-- start of Passage shown --

Objective-C, like C++, was initially a preprocessor wrapper around C. It still functions as that for method calls. The calls go through the Objective-C runtime where they're transformed into ordinary C function calls. The above call would look like the following with 'func' as the address to the NSArray class method arrayWithObjects:.

objc_msgSend(func, [MyCounterClass newObject], [MyCounterClass newObject], nil);

We're back to C again. And in C there's expressly no ordering of the evaluation of function arguments. It should be patently obvious why and C makes this very clear. There are strict rules for the evaluation of expressions - execution only continues until the outcome is known and always proceeds from left to right; there are strict rules for how operands bind to operators, whether they have right to left or left to right associativity, and which have precedence over others. This is basic stuff every C programmer is 'expected' to know by heart.

But someone on the mailing list and most likely tasked with a programming assignment didn't seem to know this. Compiler generated code for function calls is dependent on the call model being used. Intel prefers the PL/M method where arguments are pushed right to left; C functions such as printf have to use left to right for obvious reasons; and so forth.

[Yes as there's a 'nil' argument to end the list you might 'expect' the compiler to use 'left to right' but once again: you simply don't know and the matter is left undefined for a reason. The programmer has no control over how the code is generated. The compiler could very well keep track of the number of arguments and proceed right to left anyway. You have no business with 'expectations' here and good programs end up bad when programmers 'expect' things.]

Some of the answers to the above question.

This is actually a 'feature' of C which ObjC inherits. C does not define an order of operations except across 'sequence points' which are basically semicolons [sic]

'Feature'? No it's not a feature. It's something weird and abstract called 'reality'. Several environments (systems) offer alternative call protocols that can be specified in compiler directives. It's not a feature.

Function prototypes are used to help the compiler decide what type of code to generate. By default the call protocol is going to be left to right but several environments use other protocols.

C can't know what the underlying environment is going to be, C is platform independent, C cannot make assumptions of that nature. That's first term Comp Sci 101 - the first three months.

As such, conforming C (and thus ObjC) code must never rely on the order of execution of function arguments, arithmetic subexpressions, or anything else of that nature.

Simply false. Function calls are one thing but precedence and associativity tables and rules about evaluating truth expressions are followed strictly.

All of these rules are well defined for C. They have to be and they are. The original example is covered by the rules for evaluating expressions in function calls (you cannot depend on any given order) and precedence and associativity for evaluation otherwise.

[Perhaps this is one of the reasons modern production code is so uniformly crappy?]

You've discovered the joy of implementation-defined behaviour. The problem is not anything inherent in arrayWithObjects:; it's in the fact that you're modifying a variable (SomeStaticCounter) twice between a single pair of sequence points. The elements of an argument list are not guaranteed to be evaluated in any order. It could go front to back, or back to front, or alternate left and right from the outside in.

-- end of Passage shown --
-- start of Entries shown --

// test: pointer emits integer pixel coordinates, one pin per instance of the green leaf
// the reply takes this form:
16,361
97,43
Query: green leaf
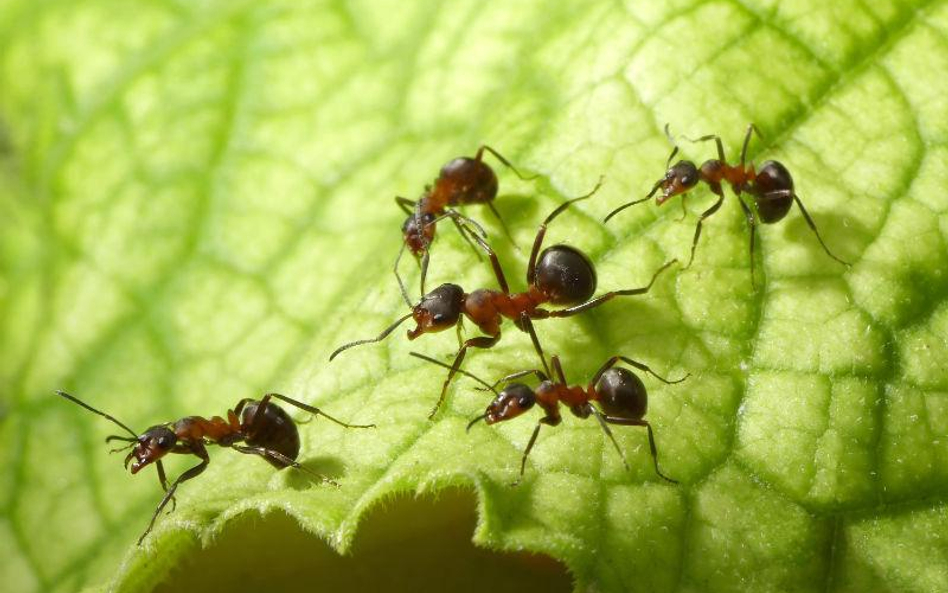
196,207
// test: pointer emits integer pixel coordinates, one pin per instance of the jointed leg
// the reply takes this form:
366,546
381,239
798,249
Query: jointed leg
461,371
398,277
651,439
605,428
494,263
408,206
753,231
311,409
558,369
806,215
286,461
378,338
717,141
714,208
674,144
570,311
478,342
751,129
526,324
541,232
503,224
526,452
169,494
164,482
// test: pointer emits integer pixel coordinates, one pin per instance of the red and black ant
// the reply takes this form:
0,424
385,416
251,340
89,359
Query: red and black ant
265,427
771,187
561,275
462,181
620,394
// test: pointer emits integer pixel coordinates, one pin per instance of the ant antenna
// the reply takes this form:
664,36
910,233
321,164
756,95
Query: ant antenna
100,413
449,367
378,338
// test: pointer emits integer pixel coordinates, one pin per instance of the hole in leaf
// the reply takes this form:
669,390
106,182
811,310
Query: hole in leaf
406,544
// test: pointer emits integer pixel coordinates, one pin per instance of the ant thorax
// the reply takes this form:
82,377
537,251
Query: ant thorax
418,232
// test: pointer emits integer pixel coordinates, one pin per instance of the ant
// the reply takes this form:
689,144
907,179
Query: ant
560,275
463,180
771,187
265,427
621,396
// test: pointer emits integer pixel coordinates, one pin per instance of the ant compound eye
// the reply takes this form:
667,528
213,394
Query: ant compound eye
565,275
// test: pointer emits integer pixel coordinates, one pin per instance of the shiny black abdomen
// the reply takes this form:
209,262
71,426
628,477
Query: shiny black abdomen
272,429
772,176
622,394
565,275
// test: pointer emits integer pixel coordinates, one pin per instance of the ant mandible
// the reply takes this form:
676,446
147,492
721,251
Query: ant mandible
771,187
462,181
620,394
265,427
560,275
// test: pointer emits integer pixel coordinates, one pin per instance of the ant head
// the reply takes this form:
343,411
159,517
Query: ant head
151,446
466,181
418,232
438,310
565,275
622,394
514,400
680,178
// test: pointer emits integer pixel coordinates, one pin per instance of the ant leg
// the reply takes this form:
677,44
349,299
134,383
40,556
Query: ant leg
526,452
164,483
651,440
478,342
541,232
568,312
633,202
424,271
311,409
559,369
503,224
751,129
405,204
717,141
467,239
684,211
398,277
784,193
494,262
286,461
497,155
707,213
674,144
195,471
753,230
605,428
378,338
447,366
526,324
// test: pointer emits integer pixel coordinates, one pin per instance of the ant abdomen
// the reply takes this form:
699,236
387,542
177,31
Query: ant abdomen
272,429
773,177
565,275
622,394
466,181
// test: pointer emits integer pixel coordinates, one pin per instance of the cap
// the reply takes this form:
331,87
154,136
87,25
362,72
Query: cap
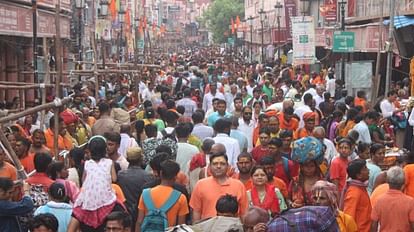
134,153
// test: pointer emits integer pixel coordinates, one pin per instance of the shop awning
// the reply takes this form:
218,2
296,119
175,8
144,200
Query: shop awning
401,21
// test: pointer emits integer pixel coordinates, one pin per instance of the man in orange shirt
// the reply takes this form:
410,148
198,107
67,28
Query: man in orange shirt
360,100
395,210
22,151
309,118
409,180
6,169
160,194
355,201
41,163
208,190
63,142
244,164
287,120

-- end of Entries shown --

Challenge 1:
Answer these questions about the passage on argument evaluation in C:
(a) In which direction does the PL/M method preferred by Intel push arguments?
(b) What does the passage say helps the compiler decide what type of code to generate?
(c) Which variable does the final reply say is modified twice between a single pair of sequence points?
Challenge 2: Can you return everything in the passage on argument evaluation in C from "C can't know" down to "for evaluation otherwise.", copied word for word?
The lines come from a different source than the passage.

Written solution 1:
(a) Right to left.
(b) Function prototypes.
(c) SomeStaticCounter.

Written solution 2:
C can't know what the underlying environment is going to be, C is platform independent, C cannot make assumptions of that nature. That's first term Comp Sci 101 - the first three months.

As such, conforming C (and thus ObjC) code must never rely on the order of execution of function arguments, arithmetic subexpressions, or anything else of that nature.

Simply false. Function calls are one thing but precedence and associativity tables and rules about evaluating truth expressions are followed strictly.

All of these rules are well defined for C. They have to be and they are. The original example is covered by the rules for evaluating expressions in function calls (you cannot depend on any given order) and precedence and associativity for evaluation otherwise.